▶ Task brief
Exact repetition is required: output every record in full.

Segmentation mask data
********

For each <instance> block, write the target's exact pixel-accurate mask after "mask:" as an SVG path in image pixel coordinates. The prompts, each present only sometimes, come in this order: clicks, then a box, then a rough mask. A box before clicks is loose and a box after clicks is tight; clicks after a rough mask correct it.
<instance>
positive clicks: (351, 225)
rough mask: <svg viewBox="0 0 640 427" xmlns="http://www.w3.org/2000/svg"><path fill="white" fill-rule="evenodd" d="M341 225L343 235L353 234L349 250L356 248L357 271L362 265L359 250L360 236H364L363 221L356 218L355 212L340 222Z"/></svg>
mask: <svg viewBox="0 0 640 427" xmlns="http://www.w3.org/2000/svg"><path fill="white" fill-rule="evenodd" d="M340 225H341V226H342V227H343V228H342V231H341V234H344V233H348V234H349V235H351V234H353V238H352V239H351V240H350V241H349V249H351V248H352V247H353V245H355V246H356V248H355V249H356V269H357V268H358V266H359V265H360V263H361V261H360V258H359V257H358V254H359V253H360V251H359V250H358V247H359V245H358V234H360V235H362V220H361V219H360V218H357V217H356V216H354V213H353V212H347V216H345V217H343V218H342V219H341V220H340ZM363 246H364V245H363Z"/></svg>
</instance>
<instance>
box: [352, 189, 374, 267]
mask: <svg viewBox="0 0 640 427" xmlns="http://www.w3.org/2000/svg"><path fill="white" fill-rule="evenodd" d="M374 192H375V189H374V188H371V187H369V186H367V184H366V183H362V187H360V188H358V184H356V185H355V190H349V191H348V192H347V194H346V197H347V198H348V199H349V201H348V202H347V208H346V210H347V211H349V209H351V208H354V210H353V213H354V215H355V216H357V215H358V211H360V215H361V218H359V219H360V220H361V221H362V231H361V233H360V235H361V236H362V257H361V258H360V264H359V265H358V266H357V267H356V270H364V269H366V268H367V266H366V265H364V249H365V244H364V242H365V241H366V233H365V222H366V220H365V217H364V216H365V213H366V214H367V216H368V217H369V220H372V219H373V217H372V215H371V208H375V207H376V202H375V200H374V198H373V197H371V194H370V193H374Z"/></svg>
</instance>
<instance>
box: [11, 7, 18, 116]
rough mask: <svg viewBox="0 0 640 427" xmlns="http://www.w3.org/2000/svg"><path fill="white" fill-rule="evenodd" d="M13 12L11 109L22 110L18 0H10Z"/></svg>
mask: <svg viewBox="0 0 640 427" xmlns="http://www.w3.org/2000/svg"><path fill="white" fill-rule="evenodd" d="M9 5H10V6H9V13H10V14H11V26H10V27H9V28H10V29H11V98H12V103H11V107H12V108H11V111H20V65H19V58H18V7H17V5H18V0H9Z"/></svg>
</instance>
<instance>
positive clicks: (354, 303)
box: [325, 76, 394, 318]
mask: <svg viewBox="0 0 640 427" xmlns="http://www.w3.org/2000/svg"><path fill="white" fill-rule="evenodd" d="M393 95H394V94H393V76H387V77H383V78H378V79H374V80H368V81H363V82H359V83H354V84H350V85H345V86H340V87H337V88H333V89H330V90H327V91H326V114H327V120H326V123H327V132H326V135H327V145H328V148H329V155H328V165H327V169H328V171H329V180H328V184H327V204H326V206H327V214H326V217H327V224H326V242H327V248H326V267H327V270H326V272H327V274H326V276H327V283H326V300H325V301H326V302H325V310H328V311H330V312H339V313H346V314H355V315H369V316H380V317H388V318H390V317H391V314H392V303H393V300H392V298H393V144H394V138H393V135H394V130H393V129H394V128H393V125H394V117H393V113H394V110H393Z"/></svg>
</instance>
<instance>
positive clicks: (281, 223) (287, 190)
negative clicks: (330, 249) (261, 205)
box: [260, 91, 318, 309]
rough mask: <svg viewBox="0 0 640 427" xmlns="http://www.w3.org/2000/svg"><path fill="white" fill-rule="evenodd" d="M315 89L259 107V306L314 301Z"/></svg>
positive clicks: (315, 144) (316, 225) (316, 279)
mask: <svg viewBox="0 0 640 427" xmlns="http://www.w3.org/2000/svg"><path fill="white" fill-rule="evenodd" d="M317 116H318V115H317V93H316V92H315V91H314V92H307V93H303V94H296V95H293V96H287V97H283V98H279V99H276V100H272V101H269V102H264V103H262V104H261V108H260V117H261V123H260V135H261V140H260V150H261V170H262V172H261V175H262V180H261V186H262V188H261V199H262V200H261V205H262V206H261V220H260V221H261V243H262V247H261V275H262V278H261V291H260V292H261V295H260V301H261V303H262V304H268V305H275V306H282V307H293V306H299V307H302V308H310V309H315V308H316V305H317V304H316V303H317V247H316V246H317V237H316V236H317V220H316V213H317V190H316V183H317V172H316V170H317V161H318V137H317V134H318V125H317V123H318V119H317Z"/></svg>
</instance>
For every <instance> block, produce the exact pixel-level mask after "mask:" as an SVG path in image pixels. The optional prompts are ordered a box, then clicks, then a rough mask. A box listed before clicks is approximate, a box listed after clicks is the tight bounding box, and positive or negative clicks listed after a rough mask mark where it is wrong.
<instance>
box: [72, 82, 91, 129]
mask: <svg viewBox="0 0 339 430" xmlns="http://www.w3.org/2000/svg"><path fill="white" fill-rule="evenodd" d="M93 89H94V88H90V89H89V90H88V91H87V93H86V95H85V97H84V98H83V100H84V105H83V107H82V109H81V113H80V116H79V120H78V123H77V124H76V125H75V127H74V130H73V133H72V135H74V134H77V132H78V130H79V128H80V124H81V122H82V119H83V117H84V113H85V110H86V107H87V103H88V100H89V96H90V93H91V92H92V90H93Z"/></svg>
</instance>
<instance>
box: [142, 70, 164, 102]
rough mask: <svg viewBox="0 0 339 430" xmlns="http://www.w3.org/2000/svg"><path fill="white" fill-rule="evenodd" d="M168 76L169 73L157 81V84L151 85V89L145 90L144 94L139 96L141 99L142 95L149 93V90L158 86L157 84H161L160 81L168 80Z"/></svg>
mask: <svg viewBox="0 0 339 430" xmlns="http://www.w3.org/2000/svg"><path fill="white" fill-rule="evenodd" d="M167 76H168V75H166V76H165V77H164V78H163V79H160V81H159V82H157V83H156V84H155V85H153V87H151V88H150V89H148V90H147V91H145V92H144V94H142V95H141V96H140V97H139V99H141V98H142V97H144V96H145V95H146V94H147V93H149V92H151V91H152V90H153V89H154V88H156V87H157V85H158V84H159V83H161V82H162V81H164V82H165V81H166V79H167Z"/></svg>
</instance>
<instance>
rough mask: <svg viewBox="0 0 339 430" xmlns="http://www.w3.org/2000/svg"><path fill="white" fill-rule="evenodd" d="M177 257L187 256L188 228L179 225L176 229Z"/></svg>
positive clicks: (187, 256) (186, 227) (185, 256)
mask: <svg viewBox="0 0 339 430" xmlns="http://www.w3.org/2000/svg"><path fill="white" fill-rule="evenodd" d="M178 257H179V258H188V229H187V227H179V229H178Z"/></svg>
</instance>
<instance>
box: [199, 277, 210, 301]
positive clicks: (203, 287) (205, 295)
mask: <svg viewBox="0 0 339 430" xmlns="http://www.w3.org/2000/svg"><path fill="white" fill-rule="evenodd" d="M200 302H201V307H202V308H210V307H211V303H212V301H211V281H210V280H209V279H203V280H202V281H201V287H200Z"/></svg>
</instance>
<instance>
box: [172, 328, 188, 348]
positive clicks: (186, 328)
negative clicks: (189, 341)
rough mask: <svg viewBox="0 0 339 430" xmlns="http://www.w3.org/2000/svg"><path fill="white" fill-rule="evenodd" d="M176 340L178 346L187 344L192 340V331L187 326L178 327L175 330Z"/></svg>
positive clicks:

********

▶ Task solution
For each <instance> block, write the target's exact pixel-accurate mask after "mask:" as an SVG path in image pixel coordinates. The prompts, each present only sometimes, come in this order: clicks, then a box, then a rough mask. A box before clicks is loose and a box after clicks is tight; clicks after a rough mask correct it.
<instance>
positive clicks: (351, 225)
rough mask: <svg viewBox="0 0 640 427" xmlns="http://www.w3.org/2000/svg"><path fill="white" fill-rule="evenodd" d="M341 225L343 235L353 234L349 250L356 248L357 271L362 265L359 250L360 236H364L363 221L356 218L355 212L340 222Z"/></svg>
mask: <svg viewBox="0 0 640 427" xmlns="http://www.w3.org/2000/svg"><path fill="white" fill-rule="evenodd" d="M340 225H341V226H342V227H343V228H342V231H341V234H344V233H348V234H349V235H351V234H353V238H352V239H351V240H350V241H349V249H351V248H352V247H353V245H355V246H356V248H355V249H356V269H357V268H358V266H359V265H360V263H361V261H360V258H359V257H358V254H359V253H360V251H359V250H358V247H359V245H358V234H360V235H362V220H361V219H360V218H357V217H356V216H354V213H353V212H347V216H345V217H343V218H342V219H341V220H340ZM363 246H364V245H363Z"/></svg>
</instance>
<instance>
box: [352, 189, 374, 267]
mask: <svg viewBox="0 0 640 427" xmlns="http://www.w3.org/2000/svg"><path fill="white" fill-rule="evenodd" d="M374 192H375V189H374V188H371V187H369V186H367V184H366V183H362V187H360V188H358V184H356V185H355V190H349V191H348V192H347V194H346V197H347V198H348V199H349V201H348V202H347V208H346V210H347V211H349V209H351V208H354V210H353V213H354V215H355V216H357V215H358V211H360V215H361V218H359V219H360V220H361V221H362V231H361V233H360V235H361V236H362V257H361V258H360V264H359V265H358V266H357V267H356V270H364V269H366V268H367V266H366V265H364V249H365V244H364V242H365V241H366V233H365V222H366V220H365V217H364V216H365V213H366V214H367V216H368V217H369V220H372V219H373V217H372V215H371V208H375V207H376V202H375V200H374V198H373V197H371V194H370V193H374Z"/></svg>
</instance>
<instance>
box: [11, 7, 18, 116]
rough mask: <svg viewBox="0 0 640 427" xmlns="http://www.w3.org/2000/svg"><path fill="white" fill-rule="evenodd" d="M13 12L11 109L22 110L18 0H10Z"/></svg>
mask: <svg viewBox="0 0 640 427" xmlns="http://www.w3.org/2000/svg"><path fill="white" fill-rule="evenodd" d="M9 5H10V6H9V13H10V14H11V26H10V27H9V28H10V29H11V98H12V103H11V107H12V108H11V111H20V65H19V58H18V7H17V5H18V0H9Z"/></svg>
</instance>
<instance>
positive clicks: (354, 303)
box: [325, 76, 394, 318]
mask: <svg viewBox="0 0 640 427" xmlns="http://www.w3.org/2000/svg"><path fill="white" fill-rule="evenodd" d="M393 95H394V94H393V76H387V77H383V78H378V79H374V80H368V81H363V82H359V83H354V84H350V85H345V86H340V87H337V88H333V89H330V90H327V91H326V114H327V120H326V123H327V132H326V135H327V145H328V148H329V155H328V165H327V169H328V171H329V180H328V184H327V204H326V206H327V214H326V217H327V224H326V242H327V248H326V267H327V270H326V272H327V274H326V276H327V283H326V300H325V301H326V302H325V310H328V311H330V312H339V313H346V314H355V315H369V316H380V317H388V318H390V317H391V314H392V303H393V300H392V298H393V144H394V138H393V135H394V130H393V129H394V128H393V125H394V117H393V113H394V110H393Z"/></svg>
</instance>
<instance>
positive clicks: (281, 223) (287, 190)
negative clicks: (330, 249) (261, 205)
box: [260, 91, 318, 309]
rough mask: <svg viewBox="0 0 640 427" xmlns="http://www.w3.org/2000/svg"><path fill="white" fill-rule="evenodd" d="M315 89L259 107V306L314 301Z"/></svg>
positive clicks: (315, 144) (316, 225) (316, 279)
mask: <svg viewBox="0 0 640 427" xmlns="http://www.w3.org/2000/svg"><path fill="white" fill-rule="evenodd" d="M317 116H318V115H317V93H316V92H315V91H314V92H307V93H303V94H296V95H293V96H287V97H283V98H279V99H276V100H272V101H269V102H264V103H262V104H261V108H260V117H261V123H260V135H261V140H260V150H261V170H262V172H261V175H262V180H261V186H262V188H261V199H262V200H261V205H262V206H261V220H260V221H261V243H262V247H261V275H262V278H261V291H260V292H261V295H260V301H261V303H262V304H268V305H275V306H282V307H293V306H299V307H302V308H310V309H315V308H316V305H317V304H316V303H317V247H316V246H317V237H316V236H317V220H316V213H317V190H316V183H317V172H316V170H317V161H318V137H317V134H318V125H317V123H318V119H317Z"/></svg>
</instance>
For every <instance> block, produce the exact pixel-level mask after "mask:" as an SVG path in image pixels. The optional prompts are ordered a box, then clicks, then a rough mask. A box listed before clicks is approximate, a box listed after clicks is the tight bounding box, and positive or negative clicks listed after a rough mask mark where it is wrong.
<instance>
box: [72, 82, 91, 129]
mask: <svg viewBox="0 0 339 430" xmlns="http://www.w3.org/2000/svg"><path fill="white" fill-rule="evenodd" d="M93 89H94V88H90V89H89V90H88V91H87V93H86V95H85V97H84V98H83V100H84V105H83V107H82V109H81V113H80V116H79V120H78V123H77V124H76V125H75V127H74V130H73V133H72V135H74V134H77V132H78V130H79V128H80V124H81V122H82V119H83V117H84V113H85V110H86V107H87V103H88V100H89V96H90V93H91V92H92V90H93Z"/></svg>
</instance>
<instance>
box: [142, 70, 164, 102]
rough mask: <svg viewBox="0 0 339 430" xmlns="http://www.w3.org/2000/svg"><path fill="white" fill-rule="evenodd" d="M168 76L169 73L157 81V84L151 85V89L145 90L144 94L139 96L141 99L142 95L149 93V90L158 86L157 84H161L160 81L168 80Z"/></svg>
mask: <svg viewBox="0 0 339 430" xmlns="http://www.w3.org/2000/svg"><path fill="white" fill-rule="evenodd" d="M167 76H168V75H166V76H165V77H164V78H163V79H160V81H159V82H157V83H156V84H155V85H153V87H151V88H150V89H148V90H147V91H145V92H144V94H142V95H141V96H140V97H139V99H141V98H142V97H144V96H145V95H146V94H147V93H149V92H151V91H152V90H153V89H154V88H156V87H157V85H158V84H159V83H161V82H162V81H164V82H165V81H166V79H167Z"/></svg>
</instance>
<instance>
rough mask: <svg viewBox="0 0 339 430" xmlns="http://www.w3.org/2000/svg"><path fill="white" fill-rule="evenodd" d="M177 257L187 256L188 228L179 225L176 229Z"/></svg>
positive clicks: (187, 256) (186, 227) (185, 256)
mask: <svg viewBox="0 0 339 430" xmlns="http://www.w3.org/2000/svg"><path fill="white" fill-rule="evenodd" d="M178 257H179V258H188V229H187V227H179V229H178Z"/></svg>
</instance>
<instance>
box: [199, 277, 210, 301]
positive clicks: (203, 287) (205, 295)
mask: <svg viewBox="0 0 339 430" xmlns="http://www.w3.org/2000/svg"><path fill="white" fill-rule="evenodd" d="M200 302H201V307H202V308H210V307H211V303H212V301H211V281H210V280H209V279H203V280H202V281H201V287H200Z"/></svg>
</instance>
<instance>
box: [172, 328, 188, 348]
positive clicks: (186, 328)
negative clicks: (189, 341)
rough mask: <svg viewBox="0 0 339 430" xmlns="http://www.w3.org/2000/svg"><path fill="white" fill-rule="evenodd" d="M176 340L178 346L187 344L192 340V331L187 326L178 327L175 330Z"/></svg>
positive clicks:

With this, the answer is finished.